Write out every line of the records below as a numbered list, leaving out any blank lines.

════

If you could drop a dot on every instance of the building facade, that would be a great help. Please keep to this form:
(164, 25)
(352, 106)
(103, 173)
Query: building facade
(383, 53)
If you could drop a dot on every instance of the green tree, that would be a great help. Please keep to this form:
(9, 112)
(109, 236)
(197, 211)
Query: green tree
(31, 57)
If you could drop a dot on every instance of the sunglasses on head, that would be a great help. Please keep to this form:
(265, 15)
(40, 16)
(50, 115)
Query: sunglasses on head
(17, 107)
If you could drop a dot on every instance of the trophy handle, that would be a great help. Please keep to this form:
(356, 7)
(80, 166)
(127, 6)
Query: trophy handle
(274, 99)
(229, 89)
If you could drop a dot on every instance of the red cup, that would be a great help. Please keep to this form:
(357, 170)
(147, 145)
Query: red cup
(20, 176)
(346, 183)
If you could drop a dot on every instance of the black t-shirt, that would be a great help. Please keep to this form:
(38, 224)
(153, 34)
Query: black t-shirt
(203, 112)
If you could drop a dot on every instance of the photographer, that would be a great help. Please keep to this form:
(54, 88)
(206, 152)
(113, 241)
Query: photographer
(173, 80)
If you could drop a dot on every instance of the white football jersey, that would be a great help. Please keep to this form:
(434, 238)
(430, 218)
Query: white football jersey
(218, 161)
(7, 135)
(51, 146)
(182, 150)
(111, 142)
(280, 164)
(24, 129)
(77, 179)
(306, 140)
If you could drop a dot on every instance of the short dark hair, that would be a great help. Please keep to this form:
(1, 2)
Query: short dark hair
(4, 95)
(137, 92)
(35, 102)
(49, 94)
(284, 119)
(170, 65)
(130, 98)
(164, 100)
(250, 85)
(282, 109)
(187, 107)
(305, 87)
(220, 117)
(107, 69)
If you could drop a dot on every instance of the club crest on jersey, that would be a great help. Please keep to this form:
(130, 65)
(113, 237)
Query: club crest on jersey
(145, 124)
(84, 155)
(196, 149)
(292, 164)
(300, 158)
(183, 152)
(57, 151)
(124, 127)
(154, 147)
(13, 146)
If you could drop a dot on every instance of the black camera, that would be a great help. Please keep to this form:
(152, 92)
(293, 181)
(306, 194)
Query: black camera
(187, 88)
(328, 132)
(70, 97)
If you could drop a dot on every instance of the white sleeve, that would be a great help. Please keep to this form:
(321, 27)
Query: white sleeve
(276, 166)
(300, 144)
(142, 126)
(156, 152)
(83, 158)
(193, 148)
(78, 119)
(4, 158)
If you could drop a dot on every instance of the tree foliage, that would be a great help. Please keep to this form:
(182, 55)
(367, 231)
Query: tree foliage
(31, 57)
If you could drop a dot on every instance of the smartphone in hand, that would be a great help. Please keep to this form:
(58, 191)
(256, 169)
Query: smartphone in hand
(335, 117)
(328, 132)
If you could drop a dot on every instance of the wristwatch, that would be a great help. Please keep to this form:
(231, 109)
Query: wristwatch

════

Exercise solution:
1. If you could drop a dot on every instance of the building facade, that would be a great help. Please keep to this form:
2. (164, 25)
3. (352, 106)
4. (103, 173)
5. Query: building facade
6. (383, 53)
7. If you could drop a dot on every instance of the green tree, that would be a great help. Please keep to this form:
8. (9, 112)
9. (109, 236)
10. (197, 211)
11. Query: green tree
12. (31, 57)
13. If you could drop a dot on every instance of the sunglasses on head, that would be a great help. Please keep to this form:
14. (265, 15)
15. (40, 16)
16. (50, 115)
17. Query: sunglasses on head
18. (17, 107)
19. If you could drop a dot on every instance of the trophy handle, that would be a great help. Please keep to this form:
20. (356, 7)
21. (80, 166)
22. (127, 6)
23. Query: trophy handle
24. (274, 99)
25. (229, 89)
26. If you could drop a dot on every instance of the red cup, that would be a great help. Please keep to this form:
27. (357, 170)
28. (147, 145)
29. Query: red cup
30. (20, 176)
31. (346, 183)
32. If you could drop a dot on every instance of the black t-shirt, that would be a great help. Please keep to this form:
33. (38, 224)
34. (153, 34)
35. Query: black t-shirt
36. (203, 112)
37. If you could drop a dot on every instance of the photographer, that would be a great help. Please keep to this form:
38. (54, 88)
39. (206, 152)
40. (113, 241)
41. Query: photographer
42. (173, 80)
43. If you could drop a dot on every instance of the white football jersey, that would be a great help. Please keep to this form:
44. (434, 238)
45. (430, 218)
46. Query: white football jersey
47. (218, 161)
48. (7, 135)
49. (51, 146)
50. (182, 150)
51. (111, 142)
52. (280, 164)
53. (24, 129)
54. (77, 179)
55. (306, 140)
56. If you could drop a dot on every instance of the short dark hair, that would be a great help. Please keep to this form:
57. (1, 2)
58. Query: short dark hair
59. (4, 95)
60. (137, 92)
61. (35, 102)
62. (49, 94)
63. (284, 119)
64. (170, 65)
65. (130, 98)
66. (164, 100)
67. (250, 85)
68. (282, 109)
69. (187, 107)
70. (305, 87)
71. (220, 117)
72. (107, 69)
73. If you could drop a dot on every instance of the club crest on jersey, that would be a great help. Please keep to this form:
74. (130, 65)
75. (113, 237)
76. Query: club crest on jersey
77. (145, 124)
78. (84, 155)
79. (196, 149)
80. (292, 164)
81. (300, 158)
82. (183, 152)
83. (57, 151)
84. (124, 127)
85. (154, 147)
86. (13, 146)
87. If you could drop a dot on every instance of the black camera, that would be a great help. Please keep to this form:
88. (152, 92)
89. (293, 181)
90. (306, 194)
91. Query: black camera
92. (187, 88)
93. (328, 132)
94. (70, 97)
95. If you could drop a dot on every instance of the white sleeve, that would be a great help. Please keep to this form:
96. (321, 27)
97. Query: white sleeve
98. (276, 166)
99. (300, 144)
100. (142, 126)
101. (156, 152)
102. (83, 158)
103. (193, 148)
104. (78, 119)
105. (4, 158)
106. If you could drop a dot on every instance of the tree foliage, that would be a great help. Please keep to this form:
107. (182, 55)
108. (367, 231)
109. Query: tree foliage
110. (31, 57)
111. If you could drop a dot on every instance of the smartphone in hand, that would be a great help. Please keep to this form:
112. (58, 191)
113. (256, 169)
114. Query: smartphone in hand
115. (335, 117)
116. (328, 132)
117. If you could drop a dot on every instance of the wristwatch, that would be a great help. Please keep to this form:
118. (231, 109)
119. Query: wristwatch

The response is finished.